Turning From As Much As You Know of Your Sin, Part 2
You’ve identified some areas of sin in your life… now what? How do you deal with them? The Bible describes sin as a ‘wild animal,’ ready to pounce on us. So, get your hunting gear ready, ‘cause Pastor Colin is going to help us discover how to deal with sin.
Colin Smith: The more your sin has grown, the more difficult your battle will be to kill it, but the more the sin has grown, the more urgent it is that you begin that warfare against it now. Sin is a power. It has a vigor within it. You have to track it down and deal with it or it will destroy you.
Steve Hiller: Welcome to Open the Bible with Pastor Colin Smith. And Colin, we may have someone listening today who says, "Man, that's right where I'm at. I feel like sin does have the best of me. I don't even know how to begin fighting against this."
Colin Smith: Well, I'm so glad that you're listening to the program today because we're going to look at a very simple biblical strategy for fighting sin. Three steps: know it, stalk it, and kill it.
The last part comes directly from Romans chapter eight and verse 13. We are to put to death the misdeeds of the body. We are to be proactive in fighting against sin. And so the first thing, of course, is we have to know what we're up against, and then we need to identify where it is active in our particular lives, and then we are to give it no room. We are to put it to death by the power of the Holy Spirit who lives within every Christian believer. And that's what gives us hope.
Steve Hiller: I want you to talk just a little bit more about that last point because there are probably some who are saying, "Okay, three-step process seems simple, but that last part of putting it to death, I can't seem to get any victory over this thing."
Colin Smith: That's right. And the way that's often said is, "This sin is too powerful for me. It's just too hard. It's bigger than I am. I just can't stop." The answer to that is it may be bigger than you are, not bigger than the power of the Holy Spirit who lives within you.
And that's what it means to be a Christian. I say to folks, if you're not a Christian, you come to Jesus Christ and He will give you not only His forgiveness but the power and presence of His Spirit. And if you are a Christian, you've got to count on the power and presence of the Holy Spirit because He has been given to you in order to fight this battle. So we're going to get into it today. Very, very practical. God has given us His Spirit that we would be able to prevail in the battle against sin.
Steve Hiller: Well, grab a Bible, join us in the book of James. We're in chapter one as we continue the message, "Turning From As Much As You Know of Your Sin." Here is Pastor Colin.
Colin Smith: How much do you know of your own sin? How familiar are you with the workings of your own heart? What would you say were the top three sins to which you are most vulnerable at this point in your life?
Now, if you can't answer that question, you need to take some time till you can do it. What would you say are the top three sins to which you are most vulnerable at this point in your life? If you don't know the answer to that question, how can you possibly be on your defenses against them and how can you possibly be launching an assault towards them? You've got to know them. You've got to know where the battle is in your life right now. I find it a very helpful exercise to list them, identify them clearly.
Now I want to encourage you in this to use the Bible as a regular tool for self-examination. Being brought up, I was taught a very simple method of Bible study that included three important questions. Whenever you read the Bible, ask, "Is there a command to obey? Is there a promise to believe? Is there a sin to avoid?"

> **PROVIDED INFORMATION**
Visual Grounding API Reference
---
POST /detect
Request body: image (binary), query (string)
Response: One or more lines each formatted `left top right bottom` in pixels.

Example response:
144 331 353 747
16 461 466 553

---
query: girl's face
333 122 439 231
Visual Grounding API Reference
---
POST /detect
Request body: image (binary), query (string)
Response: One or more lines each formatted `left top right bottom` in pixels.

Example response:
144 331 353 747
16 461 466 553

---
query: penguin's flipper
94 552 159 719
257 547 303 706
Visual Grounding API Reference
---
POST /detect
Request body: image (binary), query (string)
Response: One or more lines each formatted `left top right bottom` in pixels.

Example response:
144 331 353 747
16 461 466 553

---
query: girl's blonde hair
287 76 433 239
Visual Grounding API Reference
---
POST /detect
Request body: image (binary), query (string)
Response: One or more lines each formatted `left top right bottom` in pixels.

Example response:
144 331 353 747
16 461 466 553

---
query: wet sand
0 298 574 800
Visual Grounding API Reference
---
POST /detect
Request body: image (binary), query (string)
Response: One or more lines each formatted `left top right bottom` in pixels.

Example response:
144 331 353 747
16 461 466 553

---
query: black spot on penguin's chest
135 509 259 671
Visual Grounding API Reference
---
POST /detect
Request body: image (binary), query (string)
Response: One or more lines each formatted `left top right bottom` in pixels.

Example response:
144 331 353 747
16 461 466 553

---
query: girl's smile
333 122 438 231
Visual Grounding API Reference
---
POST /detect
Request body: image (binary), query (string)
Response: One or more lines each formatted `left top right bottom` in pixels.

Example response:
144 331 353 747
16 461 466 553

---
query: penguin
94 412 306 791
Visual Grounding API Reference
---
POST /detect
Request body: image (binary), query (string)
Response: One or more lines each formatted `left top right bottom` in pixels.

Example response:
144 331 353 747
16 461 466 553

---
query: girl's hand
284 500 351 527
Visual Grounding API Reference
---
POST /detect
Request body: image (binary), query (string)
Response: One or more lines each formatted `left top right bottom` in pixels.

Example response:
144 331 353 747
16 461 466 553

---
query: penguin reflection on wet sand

> **SHORT EXERCISE 1**
According to the sermon transcript, what three steps make up the strategy for fighting sin?
> **SHORT EXERCISE 2**
Pull out the passage of the sermon transcript between "Colin Smith: Well, I'm" and "gives us hope.", inclusive, copying it word for word.

> **EXERCISE OUTPUT 1**
Know it, stalk it, and kill it.

> **EXERCISE OUTPUT 2**
Colin Smith: Well, I'm so glad that you're listening to the program today because we're going to look at a very simple biblical strategy for fighting sin. Three steps: know it, stalk it, and kill it.
The last part comes directly from Romans chapter eight and verse 13. We are to put to death the misdeeds of the body. We are to be proactive in fighting against sin. And so the first thing, of course, is we have to know what we're up against, and then we need to identify where it is active in our particular lives, and then we are to give it no room. We are to put it to death by the power of the Holy Spirit who lives within every Christian believer. And that's what gives us hope.